### [PROBLEM DETAILS]
Could you rewrite the listing below with every "Trace" replaced by "Outline" and everything else left unchanged?

### [SUPPLIED RECORDS]
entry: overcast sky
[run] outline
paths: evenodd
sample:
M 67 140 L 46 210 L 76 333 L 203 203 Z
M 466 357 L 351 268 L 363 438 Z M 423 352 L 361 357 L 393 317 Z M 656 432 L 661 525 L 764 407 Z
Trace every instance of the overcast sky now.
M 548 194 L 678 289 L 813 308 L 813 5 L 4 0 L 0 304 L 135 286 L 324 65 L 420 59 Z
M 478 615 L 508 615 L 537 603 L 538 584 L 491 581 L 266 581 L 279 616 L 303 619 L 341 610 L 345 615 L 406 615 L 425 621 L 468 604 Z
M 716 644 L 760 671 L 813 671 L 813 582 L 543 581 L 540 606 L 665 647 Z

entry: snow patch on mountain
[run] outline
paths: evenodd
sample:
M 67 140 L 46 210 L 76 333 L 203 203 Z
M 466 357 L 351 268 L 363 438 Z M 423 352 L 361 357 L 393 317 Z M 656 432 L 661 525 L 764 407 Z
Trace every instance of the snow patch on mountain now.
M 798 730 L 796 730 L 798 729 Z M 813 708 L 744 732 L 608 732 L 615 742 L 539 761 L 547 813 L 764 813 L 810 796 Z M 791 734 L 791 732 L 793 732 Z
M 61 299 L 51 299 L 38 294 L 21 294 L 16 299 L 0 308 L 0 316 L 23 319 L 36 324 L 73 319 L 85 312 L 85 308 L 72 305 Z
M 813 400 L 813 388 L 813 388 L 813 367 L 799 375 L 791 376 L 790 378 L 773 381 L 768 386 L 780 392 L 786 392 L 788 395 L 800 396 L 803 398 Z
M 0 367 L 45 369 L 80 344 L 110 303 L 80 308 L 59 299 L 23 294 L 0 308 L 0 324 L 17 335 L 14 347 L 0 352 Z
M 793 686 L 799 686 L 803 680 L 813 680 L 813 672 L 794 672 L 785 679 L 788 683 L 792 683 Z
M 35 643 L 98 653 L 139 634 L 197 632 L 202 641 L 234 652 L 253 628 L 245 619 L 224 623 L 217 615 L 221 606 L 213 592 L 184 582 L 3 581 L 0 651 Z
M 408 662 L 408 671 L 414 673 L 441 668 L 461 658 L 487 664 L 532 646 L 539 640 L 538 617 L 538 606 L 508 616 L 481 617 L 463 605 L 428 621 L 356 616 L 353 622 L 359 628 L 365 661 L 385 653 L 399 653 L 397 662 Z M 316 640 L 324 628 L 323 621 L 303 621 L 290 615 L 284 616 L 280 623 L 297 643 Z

### [WRITTEN RESPONSE]
entry: overcast sky
[run] outline
paths: evenodd
sample:
M 67 140 L 46 210 L 76 333 L 203 203 Z
M 466 357 L 351 268 L 363 438 Z M 423 352 L 361 357 L 393 317 Z M 656 432 L 661 525 L 764 407 Z
Outline every instance of the overcast sky now.
M 548 194 L 678 289 L 813 308 L 813 5 L 4 0 L 0 304 L 135 286 L 324 65 L 420 59 Z
M 478 615 L 508 615 L 537 603 L 538 584 L 491 581 L 266 581 L 279 616 L 303 619 L 341 610 L 345 615 L 406 615 L 425 621 L 468 604 Z
M 716 644 L 760 671 L 813 671 L 813 582 L 543 581 L 540 606 L 665 647 Z

entry: snow patch on mountain
[run] outline
paths: evenodd
sample:
M 67 140 L 46 210 L 76 333 L 203 203 Z
M 466 357 L 351 268 L 363 438 Z M 423 352 L 361 357 L 393 317 Z M 656 432 L 661 525 L 764 407 Z
Outline every instance of the snow patch on mountain now.
M 798 730 L 796 730 L 798 729 Z M 813 708 L 744 732 L 608 732 L 615 742 L 539 761 L 547 813 L 764 813 L 810 796 Z M 791 734 L 791 732 L 793 732 Z
M 61 299 L 51 299 L 38 294 L 21 294 L 16 299 L 0 308 L 0 316 L 23 319 L 36 324 L 73 319 L 85 312 L 85 308 L 72 305 Z
M 813 400 L 813 388 L 813 388 L 813 367 L 799 375 L 791 376 L 790 378 L 773 381 L 768 386 L 780 392 L 786 392 L 788 395 L 800 396 L 803 398 Z
M 0 367 L 45 369 L 80 344 L 110 303 L 80 308 L 59 299 L 23 294 L 0 308 L 0 324 L 17 335 L 14 347 L 0 352 Z
M 793 686 L 799 686 L 803 680 L 813 680 L 813 672 L 794 672 L 785 679 L 788 683 L 792 683 Z
M 35 643 L 98 653 L 139 634 L 197 632 L 202 641 L 234 652 L 253 628 L 245 619 L 224 623 L 217 615 L 221 606 L 213 592 L 184 582 L 3 581 L 0 651 Z
M 408 662 L 408 671 L 414 673 L 441 668 L 461 658 L 487 664 L 532 646 L 539 640 L 538 617 L 538 606 L 508 616 L 481 617 L 463 605 L 428 621 L 356 616 L 353 622 L 359 628 L 365 661 L 385 653 L 399 653 L 397 662 Z M 316 640 L 324 628 L 323 621 L 303 621 L 290 615 L 284 616 L 280 623 L 297 643 Z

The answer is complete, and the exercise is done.